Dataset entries

** START **

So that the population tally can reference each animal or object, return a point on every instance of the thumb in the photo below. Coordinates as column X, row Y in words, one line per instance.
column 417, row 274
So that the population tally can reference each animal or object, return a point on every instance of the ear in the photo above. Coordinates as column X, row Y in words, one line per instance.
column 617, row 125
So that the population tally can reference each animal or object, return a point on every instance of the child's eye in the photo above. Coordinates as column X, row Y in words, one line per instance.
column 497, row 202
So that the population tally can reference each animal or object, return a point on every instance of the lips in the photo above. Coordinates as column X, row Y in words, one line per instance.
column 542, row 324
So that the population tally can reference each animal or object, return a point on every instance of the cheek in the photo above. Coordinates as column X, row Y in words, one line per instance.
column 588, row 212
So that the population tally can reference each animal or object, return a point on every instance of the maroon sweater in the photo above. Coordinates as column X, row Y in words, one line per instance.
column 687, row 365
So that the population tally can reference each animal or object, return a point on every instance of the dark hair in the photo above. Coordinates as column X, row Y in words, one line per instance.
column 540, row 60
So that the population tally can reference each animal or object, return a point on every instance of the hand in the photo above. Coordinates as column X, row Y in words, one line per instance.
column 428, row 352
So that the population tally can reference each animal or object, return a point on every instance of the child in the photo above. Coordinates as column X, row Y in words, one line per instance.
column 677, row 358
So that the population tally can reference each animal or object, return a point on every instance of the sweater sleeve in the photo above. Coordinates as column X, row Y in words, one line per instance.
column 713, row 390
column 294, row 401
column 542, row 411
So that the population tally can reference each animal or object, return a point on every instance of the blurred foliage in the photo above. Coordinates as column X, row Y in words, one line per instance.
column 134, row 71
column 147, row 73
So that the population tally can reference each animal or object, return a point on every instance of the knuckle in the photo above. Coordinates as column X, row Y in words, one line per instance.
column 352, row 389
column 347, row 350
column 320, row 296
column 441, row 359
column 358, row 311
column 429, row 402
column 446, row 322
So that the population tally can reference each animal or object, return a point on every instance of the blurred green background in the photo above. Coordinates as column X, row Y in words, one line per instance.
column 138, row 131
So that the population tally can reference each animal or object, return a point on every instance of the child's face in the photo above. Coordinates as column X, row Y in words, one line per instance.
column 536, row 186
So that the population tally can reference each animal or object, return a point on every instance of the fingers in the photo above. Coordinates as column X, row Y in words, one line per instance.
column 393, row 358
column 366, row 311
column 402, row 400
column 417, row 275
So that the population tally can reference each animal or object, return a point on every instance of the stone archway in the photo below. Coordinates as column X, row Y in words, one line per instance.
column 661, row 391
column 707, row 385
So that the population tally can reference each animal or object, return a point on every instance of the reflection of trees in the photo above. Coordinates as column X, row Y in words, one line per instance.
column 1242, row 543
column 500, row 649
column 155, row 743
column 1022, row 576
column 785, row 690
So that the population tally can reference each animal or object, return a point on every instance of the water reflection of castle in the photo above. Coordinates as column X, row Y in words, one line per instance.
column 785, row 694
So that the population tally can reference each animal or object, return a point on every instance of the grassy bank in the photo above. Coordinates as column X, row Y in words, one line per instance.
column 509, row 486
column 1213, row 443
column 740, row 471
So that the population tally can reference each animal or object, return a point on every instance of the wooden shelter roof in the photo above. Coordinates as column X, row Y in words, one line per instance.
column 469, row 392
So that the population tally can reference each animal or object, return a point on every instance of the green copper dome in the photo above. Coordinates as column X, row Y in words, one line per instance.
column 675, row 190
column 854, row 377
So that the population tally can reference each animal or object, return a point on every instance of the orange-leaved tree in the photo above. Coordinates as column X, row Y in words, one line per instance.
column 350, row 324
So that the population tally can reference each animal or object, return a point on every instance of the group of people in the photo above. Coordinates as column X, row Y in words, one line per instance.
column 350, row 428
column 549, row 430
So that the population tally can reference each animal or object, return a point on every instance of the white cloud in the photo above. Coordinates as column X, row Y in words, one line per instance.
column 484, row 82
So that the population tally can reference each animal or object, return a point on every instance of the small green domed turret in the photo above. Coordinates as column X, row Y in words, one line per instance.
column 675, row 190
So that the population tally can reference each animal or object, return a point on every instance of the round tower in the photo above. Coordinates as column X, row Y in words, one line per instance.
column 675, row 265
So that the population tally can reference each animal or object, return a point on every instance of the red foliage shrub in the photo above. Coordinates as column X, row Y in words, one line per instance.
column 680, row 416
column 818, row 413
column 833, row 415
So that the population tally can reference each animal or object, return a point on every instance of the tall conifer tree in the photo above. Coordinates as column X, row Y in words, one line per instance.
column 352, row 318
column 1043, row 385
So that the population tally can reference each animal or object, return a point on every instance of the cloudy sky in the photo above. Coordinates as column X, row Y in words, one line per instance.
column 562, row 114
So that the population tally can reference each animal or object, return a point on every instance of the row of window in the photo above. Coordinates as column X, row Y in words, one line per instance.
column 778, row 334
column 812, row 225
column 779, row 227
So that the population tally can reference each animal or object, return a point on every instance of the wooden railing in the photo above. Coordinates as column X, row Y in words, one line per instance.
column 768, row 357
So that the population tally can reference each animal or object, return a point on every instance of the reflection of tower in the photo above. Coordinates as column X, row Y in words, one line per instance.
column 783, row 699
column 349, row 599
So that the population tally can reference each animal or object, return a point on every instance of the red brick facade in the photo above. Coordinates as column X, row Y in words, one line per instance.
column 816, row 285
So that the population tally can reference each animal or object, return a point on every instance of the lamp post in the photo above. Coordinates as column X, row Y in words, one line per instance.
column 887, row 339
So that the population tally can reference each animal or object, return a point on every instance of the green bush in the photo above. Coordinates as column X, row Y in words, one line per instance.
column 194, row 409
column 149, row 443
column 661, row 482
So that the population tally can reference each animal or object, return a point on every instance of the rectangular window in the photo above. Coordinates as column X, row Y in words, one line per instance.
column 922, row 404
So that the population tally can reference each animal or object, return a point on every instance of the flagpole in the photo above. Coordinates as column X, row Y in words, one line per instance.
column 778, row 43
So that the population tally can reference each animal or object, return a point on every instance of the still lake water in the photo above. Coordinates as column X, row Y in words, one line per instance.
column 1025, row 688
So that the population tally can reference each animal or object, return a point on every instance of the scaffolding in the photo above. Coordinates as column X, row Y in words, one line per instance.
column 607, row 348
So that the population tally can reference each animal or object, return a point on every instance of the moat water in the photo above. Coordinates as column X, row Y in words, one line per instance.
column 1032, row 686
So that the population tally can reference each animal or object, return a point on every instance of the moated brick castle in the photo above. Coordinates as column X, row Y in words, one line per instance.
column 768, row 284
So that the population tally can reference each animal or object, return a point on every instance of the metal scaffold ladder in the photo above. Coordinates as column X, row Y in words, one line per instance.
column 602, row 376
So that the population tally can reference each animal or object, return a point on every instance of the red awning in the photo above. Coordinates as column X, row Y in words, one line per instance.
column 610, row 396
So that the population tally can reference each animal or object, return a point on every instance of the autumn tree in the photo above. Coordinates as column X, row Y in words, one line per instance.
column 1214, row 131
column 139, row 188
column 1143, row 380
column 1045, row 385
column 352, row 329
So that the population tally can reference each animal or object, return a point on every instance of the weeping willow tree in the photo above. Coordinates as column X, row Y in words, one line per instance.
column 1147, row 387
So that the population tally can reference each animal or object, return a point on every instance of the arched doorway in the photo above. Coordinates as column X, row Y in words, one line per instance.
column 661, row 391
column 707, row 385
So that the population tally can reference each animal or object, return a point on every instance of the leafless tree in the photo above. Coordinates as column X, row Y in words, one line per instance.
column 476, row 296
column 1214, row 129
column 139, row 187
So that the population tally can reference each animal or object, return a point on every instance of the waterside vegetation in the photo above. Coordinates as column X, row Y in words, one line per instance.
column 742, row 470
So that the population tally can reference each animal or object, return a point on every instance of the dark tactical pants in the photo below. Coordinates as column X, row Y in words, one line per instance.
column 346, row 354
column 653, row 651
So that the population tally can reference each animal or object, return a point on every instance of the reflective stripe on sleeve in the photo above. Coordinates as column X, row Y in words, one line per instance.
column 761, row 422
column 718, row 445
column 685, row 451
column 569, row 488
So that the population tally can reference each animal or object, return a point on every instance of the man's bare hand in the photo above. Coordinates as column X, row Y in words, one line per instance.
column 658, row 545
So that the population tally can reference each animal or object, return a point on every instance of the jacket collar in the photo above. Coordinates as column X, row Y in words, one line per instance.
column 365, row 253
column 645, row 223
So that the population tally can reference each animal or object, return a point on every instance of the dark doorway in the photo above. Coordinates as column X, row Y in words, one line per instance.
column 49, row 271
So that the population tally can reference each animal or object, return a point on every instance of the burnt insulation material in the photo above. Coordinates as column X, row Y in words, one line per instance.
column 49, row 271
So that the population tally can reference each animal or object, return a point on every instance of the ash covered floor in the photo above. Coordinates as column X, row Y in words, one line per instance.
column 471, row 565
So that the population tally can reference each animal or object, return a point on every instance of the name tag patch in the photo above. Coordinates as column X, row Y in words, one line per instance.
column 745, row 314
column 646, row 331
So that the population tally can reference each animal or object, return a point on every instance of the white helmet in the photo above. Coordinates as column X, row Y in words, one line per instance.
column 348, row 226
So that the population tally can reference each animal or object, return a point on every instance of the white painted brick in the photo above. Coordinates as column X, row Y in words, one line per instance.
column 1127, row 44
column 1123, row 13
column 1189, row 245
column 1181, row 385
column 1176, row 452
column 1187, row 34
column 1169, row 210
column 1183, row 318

** END **

Write out the lines again, starting at the line containing "the child's face" and ending at the line containing "column 536, row 186". Switch "child's face" to "child's nose" and keep everything else the same.

SOLUTION TO THIS TASK:
So that the population tally can reference each animal or object, return a point on every instance of the child's nose in the photo above. Coordinates as column X, row Y in words, one line per instance.
column 536, row 186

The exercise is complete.